COSTA MESA, CA-I was looking forward to the treat of seeing Audra McDonald perform at the Segerstrom Center for the Arts. This would be my first time catching the Broadway star live. I was a little nervous about it because I really didn’t know what to expect. Watching a YouTube performance is quite different than actually seeing the real deal in person.
Plus, the only other operatic voice I had ever seen in a concert was that of the great Kathleen Battle, a superlative engagement that allowed me to win over my wife’s heart that evening. So there was no grand announcement of what McDonald would be bringing to the table during her one evening concert in Orange County as she navigates through the West Coast on her North American Concert Tour.
There didn’t need to be an introduction to what she was singing. After all, McDonald has recorded 23 albums. So what is there to introduce? Still, before she embarked on her 90-minute, uninterrupted set, McDonald felt compelled to allow us to guess what she would be offering.
An Evening With Audra McDonald would be a culmination of Broadway show tunes, the cover of film songs and a dash of this and that from her vast songbird repertoire. With my wife fully embracing the opportunity of seeing one of the greatest opera voices of this generation because of her love for classical music, Broadway, and opera, as excited and thrilled as I was, I felt like I was in left field on this one. I had not a clue what was going to transpire from one song to the next.
But I am guessing I was not the only one. That is the beauty of McDonald’s greatness as an artist. Her amazing storytelling abilities combined with God’s gift of a voice makes her who she is. It is why she is so special. McDonald is one of those faces that is synonymous with greatness. You see the six Tony Awards that she’s won and you gush. You listen to the soundtracks on her slew of albums and wonder in amazement at the limitless artistic capabilities of McDonald.

▶ _Data supplied_:
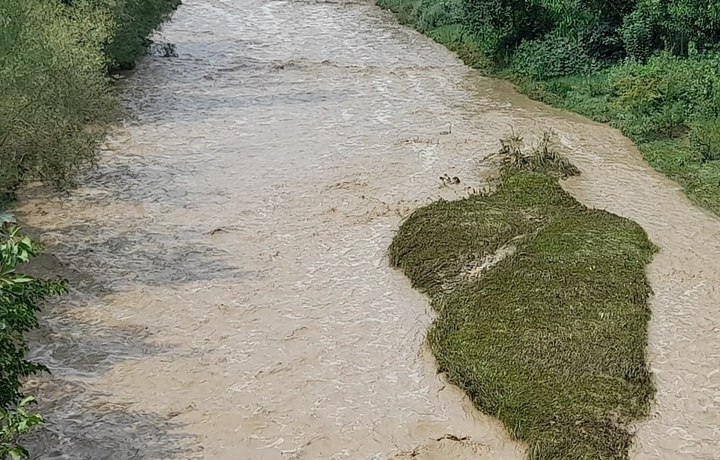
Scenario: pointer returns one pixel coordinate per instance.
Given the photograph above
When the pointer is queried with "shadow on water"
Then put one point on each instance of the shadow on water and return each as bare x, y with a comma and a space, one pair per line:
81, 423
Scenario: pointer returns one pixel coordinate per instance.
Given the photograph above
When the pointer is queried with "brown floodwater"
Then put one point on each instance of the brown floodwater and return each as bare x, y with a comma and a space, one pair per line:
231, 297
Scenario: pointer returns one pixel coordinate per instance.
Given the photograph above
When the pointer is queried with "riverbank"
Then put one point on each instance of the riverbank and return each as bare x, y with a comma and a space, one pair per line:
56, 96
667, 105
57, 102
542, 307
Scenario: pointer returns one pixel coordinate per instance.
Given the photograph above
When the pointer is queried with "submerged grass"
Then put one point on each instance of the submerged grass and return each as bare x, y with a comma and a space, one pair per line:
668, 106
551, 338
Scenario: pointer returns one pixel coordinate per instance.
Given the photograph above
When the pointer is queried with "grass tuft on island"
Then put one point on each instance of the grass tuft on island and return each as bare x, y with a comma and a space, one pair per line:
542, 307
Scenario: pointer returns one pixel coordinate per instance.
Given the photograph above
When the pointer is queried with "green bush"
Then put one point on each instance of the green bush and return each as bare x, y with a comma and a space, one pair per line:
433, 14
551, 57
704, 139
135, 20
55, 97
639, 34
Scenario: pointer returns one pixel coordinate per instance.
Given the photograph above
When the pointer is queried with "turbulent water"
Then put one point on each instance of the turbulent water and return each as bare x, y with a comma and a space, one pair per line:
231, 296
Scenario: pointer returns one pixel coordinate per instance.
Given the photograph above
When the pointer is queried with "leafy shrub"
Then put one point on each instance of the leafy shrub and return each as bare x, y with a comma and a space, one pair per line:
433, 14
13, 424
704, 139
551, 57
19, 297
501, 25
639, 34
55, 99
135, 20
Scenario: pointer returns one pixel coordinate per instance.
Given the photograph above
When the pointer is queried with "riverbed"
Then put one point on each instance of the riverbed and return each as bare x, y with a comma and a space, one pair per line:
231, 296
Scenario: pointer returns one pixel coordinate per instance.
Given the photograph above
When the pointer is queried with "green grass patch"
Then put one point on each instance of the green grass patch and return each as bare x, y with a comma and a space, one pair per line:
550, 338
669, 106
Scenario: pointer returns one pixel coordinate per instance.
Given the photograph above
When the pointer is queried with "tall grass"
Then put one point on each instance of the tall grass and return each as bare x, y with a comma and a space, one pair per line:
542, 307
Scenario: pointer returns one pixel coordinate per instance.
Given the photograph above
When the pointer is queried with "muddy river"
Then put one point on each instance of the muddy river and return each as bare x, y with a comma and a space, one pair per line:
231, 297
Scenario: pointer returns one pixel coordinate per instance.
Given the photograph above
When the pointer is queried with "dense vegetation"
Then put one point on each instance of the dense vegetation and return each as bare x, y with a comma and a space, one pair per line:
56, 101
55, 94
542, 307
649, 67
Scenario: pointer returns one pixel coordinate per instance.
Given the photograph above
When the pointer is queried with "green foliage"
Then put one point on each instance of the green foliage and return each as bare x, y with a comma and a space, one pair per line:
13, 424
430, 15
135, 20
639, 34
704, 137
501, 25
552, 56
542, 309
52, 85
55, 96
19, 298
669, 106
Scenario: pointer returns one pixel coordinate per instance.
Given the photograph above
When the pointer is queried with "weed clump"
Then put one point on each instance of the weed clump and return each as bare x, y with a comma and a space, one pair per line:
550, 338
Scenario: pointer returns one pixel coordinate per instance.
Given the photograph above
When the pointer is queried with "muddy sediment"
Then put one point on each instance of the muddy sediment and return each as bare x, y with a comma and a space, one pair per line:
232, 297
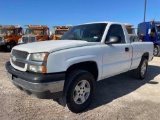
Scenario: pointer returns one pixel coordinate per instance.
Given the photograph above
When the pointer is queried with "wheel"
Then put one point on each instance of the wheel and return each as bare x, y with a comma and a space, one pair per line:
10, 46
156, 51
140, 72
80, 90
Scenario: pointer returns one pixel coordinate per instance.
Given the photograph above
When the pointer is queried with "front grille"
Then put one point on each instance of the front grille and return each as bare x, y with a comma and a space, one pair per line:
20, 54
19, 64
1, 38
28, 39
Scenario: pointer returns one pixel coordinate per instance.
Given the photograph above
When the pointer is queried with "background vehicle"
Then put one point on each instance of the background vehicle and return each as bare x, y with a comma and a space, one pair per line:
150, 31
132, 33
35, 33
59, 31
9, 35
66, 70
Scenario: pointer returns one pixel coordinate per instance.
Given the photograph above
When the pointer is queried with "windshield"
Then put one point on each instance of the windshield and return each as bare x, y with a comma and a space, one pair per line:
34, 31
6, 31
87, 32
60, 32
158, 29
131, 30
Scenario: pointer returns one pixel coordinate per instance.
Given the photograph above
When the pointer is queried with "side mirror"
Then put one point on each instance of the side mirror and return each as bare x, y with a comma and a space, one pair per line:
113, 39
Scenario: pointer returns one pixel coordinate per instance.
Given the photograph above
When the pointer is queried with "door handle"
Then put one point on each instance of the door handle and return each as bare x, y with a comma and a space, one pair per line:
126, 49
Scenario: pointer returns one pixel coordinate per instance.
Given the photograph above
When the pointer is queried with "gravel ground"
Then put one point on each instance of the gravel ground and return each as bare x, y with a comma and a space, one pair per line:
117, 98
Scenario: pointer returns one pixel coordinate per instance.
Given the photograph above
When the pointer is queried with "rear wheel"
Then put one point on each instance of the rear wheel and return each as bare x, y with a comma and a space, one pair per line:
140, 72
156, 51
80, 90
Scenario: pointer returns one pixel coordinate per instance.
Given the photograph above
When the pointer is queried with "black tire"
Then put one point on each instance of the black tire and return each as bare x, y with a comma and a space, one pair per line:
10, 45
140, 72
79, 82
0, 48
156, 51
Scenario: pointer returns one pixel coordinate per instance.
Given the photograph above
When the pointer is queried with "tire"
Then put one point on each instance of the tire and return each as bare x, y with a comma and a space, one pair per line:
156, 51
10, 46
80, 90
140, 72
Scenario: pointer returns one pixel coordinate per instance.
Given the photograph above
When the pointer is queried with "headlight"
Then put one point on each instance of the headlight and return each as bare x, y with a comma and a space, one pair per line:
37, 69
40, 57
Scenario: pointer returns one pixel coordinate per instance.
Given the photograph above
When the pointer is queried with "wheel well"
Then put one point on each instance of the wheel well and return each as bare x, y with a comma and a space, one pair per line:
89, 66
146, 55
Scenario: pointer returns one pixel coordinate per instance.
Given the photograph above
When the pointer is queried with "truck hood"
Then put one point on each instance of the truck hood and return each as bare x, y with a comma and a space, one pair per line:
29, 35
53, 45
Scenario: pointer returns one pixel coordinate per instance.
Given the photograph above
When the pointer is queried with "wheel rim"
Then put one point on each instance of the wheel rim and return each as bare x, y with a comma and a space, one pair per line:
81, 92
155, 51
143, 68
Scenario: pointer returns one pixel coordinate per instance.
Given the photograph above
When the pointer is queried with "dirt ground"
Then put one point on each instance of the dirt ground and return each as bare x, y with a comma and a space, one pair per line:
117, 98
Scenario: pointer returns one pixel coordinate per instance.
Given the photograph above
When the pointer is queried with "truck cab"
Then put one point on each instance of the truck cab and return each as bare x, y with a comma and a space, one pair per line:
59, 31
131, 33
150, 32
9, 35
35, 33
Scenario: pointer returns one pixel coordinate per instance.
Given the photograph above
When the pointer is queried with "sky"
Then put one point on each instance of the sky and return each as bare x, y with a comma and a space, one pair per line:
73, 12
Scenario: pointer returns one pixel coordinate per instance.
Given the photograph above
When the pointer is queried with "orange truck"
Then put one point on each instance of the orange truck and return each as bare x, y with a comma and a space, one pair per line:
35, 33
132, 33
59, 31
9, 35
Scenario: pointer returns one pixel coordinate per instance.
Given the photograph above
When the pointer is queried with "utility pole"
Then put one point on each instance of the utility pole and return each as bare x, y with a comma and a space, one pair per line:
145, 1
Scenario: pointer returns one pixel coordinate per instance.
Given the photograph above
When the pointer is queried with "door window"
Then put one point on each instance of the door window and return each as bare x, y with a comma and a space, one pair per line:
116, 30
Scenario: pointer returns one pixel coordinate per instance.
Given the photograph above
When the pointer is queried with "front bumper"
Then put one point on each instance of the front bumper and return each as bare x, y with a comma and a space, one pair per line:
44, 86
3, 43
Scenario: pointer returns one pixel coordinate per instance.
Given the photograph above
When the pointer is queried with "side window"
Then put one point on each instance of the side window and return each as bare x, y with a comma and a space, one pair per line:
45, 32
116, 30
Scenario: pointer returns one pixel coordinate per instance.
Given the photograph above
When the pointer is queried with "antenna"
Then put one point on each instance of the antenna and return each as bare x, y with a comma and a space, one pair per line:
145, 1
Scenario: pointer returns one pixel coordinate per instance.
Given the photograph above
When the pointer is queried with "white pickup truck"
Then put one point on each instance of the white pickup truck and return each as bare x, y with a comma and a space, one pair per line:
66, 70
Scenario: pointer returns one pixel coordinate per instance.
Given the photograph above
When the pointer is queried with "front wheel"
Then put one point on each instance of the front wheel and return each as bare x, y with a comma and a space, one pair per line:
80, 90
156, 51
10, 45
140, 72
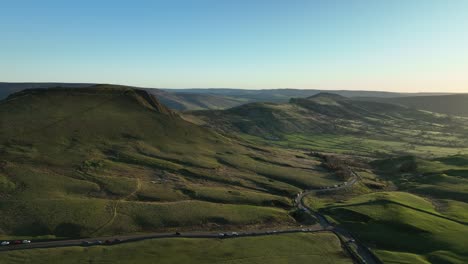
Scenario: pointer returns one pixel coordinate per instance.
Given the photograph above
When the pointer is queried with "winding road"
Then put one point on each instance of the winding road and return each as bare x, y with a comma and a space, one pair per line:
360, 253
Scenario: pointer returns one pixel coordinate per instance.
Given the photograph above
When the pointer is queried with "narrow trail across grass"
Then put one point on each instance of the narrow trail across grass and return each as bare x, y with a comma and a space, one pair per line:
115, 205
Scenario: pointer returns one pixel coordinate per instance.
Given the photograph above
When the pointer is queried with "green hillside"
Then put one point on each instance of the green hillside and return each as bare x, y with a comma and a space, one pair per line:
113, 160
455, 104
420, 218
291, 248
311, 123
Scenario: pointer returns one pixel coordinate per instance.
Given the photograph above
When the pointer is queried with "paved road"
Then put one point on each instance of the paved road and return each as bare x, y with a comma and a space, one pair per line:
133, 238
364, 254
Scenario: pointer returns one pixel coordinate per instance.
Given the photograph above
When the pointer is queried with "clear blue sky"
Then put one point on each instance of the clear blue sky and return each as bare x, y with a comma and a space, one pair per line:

▶ _Problem statement_: Continue the review of Audra McDonald's concert from where it stops. The material isn't needed for this.

▶ _Task answer_:
It’s pretty hard to top all of that. During her performance at the Segerstrom Center for the Arts, McDonald found a way to do just that. At least in this reviewer’s eyes and ears, she did. As McDonald went through her mighty showcase of vocal theatrics, I found myself simply floored.
Anyone who can wrap up six Tony Awards must be pretty special to watch live. But McDonald wasn’t making her appearance at the Segerstrom Center for the Arts to re-introduce the audience to her noted acting chops. McDonald showed up to sing. The audience, however, got the best of both worlds as McDonald navigated in between sharing personal and intimate stories to rocking the sellout crowd with her magnificent voice.
That voice. Wow. What can be said that already has not been bestowed upon McDonald. It’s more than a treat to listen to McDonald. It’s like listening to the voice of an angel. It’s almost indescribable. It’s not about the octaves. We already know about her vocal range. It’s the delivery part, more than anything, in my opinion, that elevates McDonald’s transcendent singing abilities. It is both commanding and nurturing at the same time, explosive yet soft.
Let me be perfectly clear: I am not an expert at this opera thing. I am not a Broadway musical buff, pretending to be something I am not. But sitting and listening to McDonald, I was moved in a way that only Battle and the late Prince moved me when I saw them in concert. That may not mean much to some people, but for a music lover such as myself, it is a big deal. I’ve been to plenty of concerts and witnessed good shows.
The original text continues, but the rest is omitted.